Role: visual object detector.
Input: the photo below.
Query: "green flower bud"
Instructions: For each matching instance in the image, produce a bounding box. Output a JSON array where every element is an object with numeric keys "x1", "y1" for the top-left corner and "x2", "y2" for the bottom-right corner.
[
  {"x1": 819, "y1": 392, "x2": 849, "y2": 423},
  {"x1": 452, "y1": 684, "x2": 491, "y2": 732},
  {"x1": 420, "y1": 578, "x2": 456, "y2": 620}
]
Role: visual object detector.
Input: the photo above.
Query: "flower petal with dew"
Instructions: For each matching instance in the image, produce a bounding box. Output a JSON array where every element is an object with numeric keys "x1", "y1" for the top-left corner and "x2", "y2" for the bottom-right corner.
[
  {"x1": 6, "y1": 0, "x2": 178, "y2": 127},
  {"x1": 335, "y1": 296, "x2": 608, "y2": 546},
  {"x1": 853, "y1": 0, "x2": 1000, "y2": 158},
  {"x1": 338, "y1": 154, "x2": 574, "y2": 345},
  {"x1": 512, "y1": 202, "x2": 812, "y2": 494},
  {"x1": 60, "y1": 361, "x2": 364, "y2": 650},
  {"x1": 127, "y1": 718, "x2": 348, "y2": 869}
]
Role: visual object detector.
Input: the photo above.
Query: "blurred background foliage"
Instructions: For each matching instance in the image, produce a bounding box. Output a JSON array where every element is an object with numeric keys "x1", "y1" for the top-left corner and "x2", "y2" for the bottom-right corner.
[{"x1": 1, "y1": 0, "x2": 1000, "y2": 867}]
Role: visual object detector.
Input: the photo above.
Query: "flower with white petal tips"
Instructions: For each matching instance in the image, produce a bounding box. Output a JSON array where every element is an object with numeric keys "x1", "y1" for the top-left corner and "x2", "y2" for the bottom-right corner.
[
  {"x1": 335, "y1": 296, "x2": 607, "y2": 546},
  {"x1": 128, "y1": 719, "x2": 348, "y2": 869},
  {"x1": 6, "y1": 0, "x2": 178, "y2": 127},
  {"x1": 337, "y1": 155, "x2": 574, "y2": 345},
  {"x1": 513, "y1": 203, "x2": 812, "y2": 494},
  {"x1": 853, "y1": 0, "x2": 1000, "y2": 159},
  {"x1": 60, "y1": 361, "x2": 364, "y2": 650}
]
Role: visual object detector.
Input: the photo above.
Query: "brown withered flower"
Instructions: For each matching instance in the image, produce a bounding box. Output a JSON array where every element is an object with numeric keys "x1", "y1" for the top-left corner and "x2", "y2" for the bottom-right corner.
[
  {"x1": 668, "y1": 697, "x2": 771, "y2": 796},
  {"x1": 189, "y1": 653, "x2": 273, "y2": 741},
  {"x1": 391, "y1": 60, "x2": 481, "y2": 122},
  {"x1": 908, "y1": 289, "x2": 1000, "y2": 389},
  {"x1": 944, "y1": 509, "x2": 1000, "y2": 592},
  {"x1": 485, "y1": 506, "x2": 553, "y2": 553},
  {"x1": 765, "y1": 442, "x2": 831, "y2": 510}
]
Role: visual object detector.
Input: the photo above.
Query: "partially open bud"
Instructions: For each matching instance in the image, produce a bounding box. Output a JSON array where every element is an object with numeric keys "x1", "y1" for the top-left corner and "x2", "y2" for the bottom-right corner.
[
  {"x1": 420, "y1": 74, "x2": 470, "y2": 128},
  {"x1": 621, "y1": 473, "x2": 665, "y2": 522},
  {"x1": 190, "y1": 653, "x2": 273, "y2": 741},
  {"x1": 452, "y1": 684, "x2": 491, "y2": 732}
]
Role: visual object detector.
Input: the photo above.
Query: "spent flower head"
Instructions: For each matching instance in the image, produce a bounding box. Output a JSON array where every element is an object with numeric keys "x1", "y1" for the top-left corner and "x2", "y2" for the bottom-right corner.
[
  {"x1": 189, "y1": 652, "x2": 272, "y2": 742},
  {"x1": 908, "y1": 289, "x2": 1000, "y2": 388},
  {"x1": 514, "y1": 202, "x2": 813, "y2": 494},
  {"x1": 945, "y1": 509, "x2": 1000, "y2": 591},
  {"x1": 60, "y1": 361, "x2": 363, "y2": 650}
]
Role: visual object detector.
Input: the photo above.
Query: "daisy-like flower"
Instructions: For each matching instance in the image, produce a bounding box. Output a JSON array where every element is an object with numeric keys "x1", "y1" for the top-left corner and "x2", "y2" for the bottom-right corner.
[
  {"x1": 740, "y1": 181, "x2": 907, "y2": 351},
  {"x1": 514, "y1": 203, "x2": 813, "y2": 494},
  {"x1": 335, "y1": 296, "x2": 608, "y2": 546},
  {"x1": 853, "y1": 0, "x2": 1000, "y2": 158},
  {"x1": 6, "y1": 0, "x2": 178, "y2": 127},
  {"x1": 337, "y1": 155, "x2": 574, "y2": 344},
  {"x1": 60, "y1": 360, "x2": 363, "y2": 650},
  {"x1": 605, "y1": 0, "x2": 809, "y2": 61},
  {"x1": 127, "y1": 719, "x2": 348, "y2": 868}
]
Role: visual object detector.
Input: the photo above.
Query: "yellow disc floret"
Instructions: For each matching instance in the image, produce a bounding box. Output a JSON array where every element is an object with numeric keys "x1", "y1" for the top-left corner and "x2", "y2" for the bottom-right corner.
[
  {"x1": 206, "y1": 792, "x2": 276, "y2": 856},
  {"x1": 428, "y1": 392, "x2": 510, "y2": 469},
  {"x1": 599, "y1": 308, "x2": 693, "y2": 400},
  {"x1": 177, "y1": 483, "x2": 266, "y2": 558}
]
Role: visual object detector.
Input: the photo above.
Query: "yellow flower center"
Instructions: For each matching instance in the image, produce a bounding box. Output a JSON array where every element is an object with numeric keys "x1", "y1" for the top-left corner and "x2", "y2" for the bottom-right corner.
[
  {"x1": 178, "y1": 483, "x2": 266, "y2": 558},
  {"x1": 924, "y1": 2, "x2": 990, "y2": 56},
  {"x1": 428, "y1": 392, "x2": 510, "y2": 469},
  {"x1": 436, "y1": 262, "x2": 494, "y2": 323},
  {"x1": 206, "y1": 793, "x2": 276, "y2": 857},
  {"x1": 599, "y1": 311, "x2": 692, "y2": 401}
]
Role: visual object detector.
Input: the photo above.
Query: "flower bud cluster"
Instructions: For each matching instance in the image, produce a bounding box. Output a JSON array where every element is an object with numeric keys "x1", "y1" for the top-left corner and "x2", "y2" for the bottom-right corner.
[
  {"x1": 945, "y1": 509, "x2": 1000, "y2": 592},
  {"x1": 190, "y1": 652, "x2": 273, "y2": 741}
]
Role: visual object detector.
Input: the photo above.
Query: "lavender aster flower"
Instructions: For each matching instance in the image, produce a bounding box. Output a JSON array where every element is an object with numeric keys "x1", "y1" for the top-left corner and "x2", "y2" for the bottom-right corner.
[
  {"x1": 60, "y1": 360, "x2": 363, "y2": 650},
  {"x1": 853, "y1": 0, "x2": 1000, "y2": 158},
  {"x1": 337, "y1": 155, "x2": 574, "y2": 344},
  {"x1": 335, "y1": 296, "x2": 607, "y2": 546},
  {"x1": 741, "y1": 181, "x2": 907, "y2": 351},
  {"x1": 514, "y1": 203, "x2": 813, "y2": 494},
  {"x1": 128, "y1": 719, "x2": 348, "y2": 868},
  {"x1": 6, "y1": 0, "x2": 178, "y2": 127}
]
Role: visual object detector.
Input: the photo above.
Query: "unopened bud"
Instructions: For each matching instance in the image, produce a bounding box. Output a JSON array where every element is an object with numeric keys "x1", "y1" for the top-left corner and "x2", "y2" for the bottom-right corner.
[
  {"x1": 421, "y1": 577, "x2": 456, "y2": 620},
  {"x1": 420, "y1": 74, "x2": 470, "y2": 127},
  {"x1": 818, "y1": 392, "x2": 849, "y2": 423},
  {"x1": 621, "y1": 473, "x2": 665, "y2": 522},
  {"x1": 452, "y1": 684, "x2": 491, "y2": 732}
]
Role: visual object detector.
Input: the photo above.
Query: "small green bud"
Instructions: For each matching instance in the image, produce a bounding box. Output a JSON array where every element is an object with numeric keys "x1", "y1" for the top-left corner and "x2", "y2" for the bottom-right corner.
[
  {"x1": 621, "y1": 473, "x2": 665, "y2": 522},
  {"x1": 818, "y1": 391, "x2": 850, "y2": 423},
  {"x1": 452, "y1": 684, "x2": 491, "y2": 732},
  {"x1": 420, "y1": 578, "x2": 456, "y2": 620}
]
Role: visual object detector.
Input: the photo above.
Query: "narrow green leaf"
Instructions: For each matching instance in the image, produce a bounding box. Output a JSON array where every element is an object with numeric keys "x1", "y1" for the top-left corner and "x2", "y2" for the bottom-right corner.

──────────

Please copy each line of the material that has the string "petal" somewhere in it.

Query: "flower petal with dew"
Query: "flower with white petal tips"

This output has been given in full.